___ MATERIALS PROVIDED

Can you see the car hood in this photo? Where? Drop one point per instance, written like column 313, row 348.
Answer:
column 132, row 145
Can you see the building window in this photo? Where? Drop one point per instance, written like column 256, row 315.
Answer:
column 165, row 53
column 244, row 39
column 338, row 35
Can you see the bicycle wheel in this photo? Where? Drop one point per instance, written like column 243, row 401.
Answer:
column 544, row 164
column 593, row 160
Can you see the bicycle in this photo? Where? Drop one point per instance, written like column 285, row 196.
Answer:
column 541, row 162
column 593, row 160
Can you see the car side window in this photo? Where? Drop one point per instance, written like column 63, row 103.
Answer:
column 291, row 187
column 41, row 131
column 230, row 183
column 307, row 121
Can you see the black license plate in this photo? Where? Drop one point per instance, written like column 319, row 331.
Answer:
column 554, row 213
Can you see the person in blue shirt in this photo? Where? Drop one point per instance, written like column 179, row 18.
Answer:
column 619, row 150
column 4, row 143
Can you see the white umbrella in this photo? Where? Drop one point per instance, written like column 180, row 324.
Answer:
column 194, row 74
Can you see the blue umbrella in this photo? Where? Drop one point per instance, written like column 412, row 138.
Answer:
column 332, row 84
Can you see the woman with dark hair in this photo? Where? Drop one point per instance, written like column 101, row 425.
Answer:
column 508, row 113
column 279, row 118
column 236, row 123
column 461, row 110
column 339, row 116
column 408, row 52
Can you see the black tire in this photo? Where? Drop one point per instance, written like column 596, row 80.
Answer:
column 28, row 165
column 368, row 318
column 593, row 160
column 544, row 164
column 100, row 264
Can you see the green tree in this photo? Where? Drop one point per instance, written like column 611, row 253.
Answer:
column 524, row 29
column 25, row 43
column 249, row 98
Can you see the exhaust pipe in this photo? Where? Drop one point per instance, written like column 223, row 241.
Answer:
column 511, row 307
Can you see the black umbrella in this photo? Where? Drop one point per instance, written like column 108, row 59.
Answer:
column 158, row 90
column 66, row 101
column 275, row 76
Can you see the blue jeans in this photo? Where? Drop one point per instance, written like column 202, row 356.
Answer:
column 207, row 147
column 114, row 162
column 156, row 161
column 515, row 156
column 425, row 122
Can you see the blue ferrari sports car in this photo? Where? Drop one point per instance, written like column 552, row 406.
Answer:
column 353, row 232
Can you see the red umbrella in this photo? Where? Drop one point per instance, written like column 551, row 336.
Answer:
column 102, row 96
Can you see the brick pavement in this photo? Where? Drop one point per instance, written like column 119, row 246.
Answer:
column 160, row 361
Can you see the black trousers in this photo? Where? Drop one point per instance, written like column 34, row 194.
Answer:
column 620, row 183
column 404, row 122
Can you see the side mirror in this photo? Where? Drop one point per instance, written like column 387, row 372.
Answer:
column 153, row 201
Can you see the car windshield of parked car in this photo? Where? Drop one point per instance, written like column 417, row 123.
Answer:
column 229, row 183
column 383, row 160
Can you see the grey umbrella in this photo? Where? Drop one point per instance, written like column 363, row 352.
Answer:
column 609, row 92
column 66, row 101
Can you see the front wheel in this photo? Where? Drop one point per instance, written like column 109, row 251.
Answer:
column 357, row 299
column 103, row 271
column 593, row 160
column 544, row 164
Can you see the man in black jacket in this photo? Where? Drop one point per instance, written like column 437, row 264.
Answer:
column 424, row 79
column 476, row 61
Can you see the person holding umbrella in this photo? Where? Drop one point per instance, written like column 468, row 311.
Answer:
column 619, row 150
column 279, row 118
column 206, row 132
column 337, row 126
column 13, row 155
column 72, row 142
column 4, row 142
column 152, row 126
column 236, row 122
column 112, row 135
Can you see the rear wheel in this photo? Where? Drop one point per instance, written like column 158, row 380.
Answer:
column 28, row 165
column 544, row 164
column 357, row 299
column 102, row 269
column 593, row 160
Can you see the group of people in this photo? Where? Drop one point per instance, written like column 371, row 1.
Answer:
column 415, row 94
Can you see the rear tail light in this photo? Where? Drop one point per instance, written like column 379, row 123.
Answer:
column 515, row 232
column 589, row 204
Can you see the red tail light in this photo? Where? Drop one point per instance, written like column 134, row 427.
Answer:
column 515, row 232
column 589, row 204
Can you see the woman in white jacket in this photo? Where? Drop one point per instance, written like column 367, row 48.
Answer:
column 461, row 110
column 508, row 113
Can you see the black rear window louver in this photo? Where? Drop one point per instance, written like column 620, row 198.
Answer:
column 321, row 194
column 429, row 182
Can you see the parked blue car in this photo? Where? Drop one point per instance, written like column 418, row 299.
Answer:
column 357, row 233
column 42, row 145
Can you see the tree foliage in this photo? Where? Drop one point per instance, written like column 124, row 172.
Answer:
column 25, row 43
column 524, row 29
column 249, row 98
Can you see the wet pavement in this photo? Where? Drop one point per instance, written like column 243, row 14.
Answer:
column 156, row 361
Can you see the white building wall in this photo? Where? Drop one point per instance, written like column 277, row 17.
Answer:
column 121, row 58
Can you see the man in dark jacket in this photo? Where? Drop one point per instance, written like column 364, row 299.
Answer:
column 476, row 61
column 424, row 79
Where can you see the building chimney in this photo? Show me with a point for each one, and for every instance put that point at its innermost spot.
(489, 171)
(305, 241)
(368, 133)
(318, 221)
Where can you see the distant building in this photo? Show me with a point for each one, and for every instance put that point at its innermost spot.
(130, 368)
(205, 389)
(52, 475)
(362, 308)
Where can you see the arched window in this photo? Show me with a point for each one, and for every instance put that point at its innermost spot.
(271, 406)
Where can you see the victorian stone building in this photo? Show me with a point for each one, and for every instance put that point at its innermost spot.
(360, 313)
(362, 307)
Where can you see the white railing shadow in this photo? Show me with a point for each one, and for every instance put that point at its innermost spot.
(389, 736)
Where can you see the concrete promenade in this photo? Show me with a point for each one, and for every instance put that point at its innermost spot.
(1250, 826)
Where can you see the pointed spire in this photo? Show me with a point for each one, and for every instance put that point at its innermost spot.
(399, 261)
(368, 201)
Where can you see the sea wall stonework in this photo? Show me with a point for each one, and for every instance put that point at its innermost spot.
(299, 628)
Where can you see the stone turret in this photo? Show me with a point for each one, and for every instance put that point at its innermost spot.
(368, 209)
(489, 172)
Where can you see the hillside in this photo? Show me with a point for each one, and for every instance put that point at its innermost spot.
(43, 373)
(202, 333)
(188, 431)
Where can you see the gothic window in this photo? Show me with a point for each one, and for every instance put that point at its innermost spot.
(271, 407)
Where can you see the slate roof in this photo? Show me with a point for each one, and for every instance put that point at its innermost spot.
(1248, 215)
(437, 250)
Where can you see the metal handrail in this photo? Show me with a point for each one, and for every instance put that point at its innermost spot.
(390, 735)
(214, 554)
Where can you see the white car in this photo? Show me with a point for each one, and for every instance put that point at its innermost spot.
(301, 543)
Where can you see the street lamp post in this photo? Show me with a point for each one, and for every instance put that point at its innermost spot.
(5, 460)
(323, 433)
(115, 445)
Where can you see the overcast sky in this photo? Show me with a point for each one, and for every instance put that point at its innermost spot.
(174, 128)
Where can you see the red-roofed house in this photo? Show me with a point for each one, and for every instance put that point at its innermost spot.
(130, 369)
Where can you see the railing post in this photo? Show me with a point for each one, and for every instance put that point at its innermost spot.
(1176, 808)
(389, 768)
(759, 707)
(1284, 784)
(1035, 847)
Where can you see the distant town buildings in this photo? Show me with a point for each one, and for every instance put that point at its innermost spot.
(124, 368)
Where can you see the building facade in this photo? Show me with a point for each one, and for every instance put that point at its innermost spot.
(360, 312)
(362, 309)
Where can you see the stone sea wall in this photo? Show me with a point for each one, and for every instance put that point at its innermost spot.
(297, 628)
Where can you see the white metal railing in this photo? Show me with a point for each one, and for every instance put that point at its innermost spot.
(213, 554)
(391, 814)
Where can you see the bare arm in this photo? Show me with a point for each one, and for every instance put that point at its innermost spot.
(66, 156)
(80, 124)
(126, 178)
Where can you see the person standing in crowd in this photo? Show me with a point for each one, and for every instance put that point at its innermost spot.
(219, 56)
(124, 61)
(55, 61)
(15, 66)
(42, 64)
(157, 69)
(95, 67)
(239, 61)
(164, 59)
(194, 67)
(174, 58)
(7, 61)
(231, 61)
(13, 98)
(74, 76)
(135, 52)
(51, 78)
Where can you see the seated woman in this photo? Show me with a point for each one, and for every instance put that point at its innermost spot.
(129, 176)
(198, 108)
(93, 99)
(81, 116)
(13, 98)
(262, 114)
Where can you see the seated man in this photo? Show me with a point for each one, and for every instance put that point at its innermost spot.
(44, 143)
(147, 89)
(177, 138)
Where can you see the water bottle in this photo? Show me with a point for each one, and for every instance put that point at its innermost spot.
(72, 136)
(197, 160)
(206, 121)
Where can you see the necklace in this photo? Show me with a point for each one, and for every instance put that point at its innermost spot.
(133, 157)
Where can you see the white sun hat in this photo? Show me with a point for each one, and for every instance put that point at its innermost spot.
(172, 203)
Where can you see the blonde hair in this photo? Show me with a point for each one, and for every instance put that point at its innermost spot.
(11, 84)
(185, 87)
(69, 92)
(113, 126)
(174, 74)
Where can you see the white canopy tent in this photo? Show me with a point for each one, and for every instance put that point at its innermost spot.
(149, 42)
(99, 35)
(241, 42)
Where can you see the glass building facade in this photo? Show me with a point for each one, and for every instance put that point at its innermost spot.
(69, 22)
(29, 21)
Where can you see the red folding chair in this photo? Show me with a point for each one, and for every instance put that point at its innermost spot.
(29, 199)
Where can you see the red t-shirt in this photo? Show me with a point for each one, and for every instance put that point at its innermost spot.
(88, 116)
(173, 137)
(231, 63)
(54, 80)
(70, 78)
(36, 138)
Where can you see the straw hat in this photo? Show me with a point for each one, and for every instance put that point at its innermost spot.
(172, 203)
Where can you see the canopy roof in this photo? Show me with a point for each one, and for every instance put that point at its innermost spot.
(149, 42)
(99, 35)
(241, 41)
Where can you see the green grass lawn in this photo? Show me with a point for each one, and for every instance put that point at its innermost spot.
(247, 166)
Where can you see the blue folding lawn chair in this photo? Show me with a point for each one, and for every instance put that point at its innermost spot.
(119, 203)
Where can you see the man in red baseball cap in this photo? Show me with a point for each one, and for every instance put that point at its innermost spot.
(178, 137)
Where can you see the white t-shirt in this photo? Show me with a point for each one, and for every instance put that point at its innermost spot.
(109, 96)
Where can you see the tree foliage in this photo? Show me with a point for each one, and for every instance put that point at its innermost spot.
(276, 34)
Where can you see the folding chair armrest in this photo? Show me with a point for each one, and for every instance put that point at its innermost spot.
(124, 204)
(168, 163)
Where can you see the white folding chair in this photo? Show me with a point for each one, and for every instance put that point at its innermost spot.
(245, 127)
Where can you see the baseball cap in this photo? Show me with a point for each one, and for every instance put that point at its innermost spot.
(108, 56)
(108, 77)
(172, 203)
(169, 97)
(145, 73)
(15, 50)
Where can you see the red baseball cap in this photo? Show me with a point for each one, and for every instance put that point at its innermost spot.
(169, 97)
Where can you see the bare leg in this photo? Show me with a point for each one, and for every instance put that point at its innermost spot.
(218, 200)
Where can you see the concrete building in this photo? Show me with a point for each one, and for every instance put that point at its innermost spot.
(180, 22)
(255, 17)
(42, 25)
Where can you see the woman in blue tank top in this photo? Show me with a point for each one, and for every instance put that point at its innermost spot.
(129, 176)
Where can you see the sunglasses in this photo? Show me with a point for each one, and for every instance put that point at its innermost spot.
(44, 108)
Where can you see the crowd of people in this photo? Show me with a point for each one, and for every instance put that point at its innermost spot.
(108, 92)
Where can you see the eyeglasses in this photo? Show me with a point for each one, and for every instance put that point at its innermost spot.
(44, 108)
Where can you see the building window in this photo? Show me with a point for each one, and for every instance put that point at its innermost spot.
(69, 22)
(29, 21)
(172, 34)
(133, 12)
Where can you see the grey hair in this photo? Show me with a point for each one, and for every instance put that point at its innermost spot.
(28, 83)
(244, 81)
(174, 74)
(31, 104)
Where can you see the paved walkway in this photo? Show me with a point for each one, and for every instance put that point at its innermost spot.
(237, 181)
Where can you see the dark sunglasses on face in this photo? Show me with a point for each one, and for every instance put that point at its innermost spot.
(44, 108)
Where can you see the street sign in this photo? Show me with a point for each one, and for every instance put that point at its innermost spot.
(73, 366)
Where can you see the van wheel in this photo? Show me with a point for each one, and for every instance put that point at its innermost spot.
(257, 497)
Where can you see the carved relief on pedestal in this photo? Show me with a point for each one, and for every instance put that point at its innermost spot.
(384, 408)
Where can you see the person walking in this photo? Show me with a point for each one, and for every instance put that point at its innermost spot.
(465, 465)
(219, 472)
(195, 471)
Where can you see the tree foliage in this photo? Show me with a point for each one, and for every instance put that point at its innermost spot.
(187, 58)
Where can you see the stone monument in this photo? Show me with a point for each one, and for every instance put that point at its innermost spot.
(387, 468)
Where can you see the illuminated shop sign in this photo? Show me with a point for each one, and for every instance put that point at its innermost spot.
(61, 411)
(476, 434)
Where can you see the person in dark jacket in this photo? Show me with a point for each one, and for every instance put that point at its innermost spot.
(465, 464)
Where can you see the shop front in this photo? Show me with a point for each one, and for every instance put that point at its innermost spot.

______

WORK TO BE COMPLETED.
Write out the lines of the records exactly, starting at the one holding "Where can you see the person in" and ending with the last line, and include no others.

ANSWER SPACE.
Where can you see the person in dark jacket in this photo? Show me with a point for each one, and for every instance put that point at its innermost spot.
(465, 464)
Where can you see the shop front in this photo? Show me with a point for each one, and for every instance put that point at its innermost spot.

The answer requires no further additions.